(Registros de anotação de posição)
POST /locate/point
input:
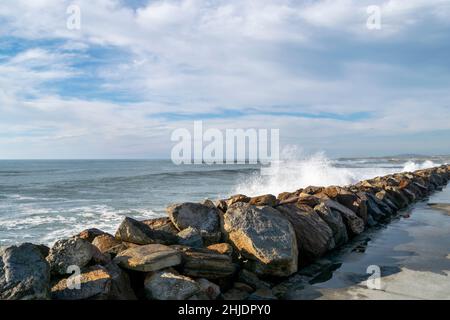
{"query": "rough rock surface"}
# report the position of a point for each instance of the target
(166, 285)
(196, 215)
(69, 252)
(334, 220)
(205, 263)
(264, 237)
(190, 237)
(24, 273)
(93, 281)
(314, 236)
(134, 231)
(354, 224)
(148, 258)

[Enunciado da tarefa] Disponha as linhas de todos os itens acima como lista numerada, omitindo as linhas em branco. Deixe as imagens fora da resposta.

[Resposta]
1. POST /locate/point
2. input:
3. {"query": "rough rock surface"}
4. # report the position of a point for each instance of the target
5. (166, 285)
6. (196, 215)
7. (69, 252)
8. (334, 220)
9. (205, 263)
10. (264, 237)
11. (190, 237)
12. (24, 273)
13. (93, 281)
14. (314, 236)
15. (134, 231)
16. (354, 224)
17. (148, 258)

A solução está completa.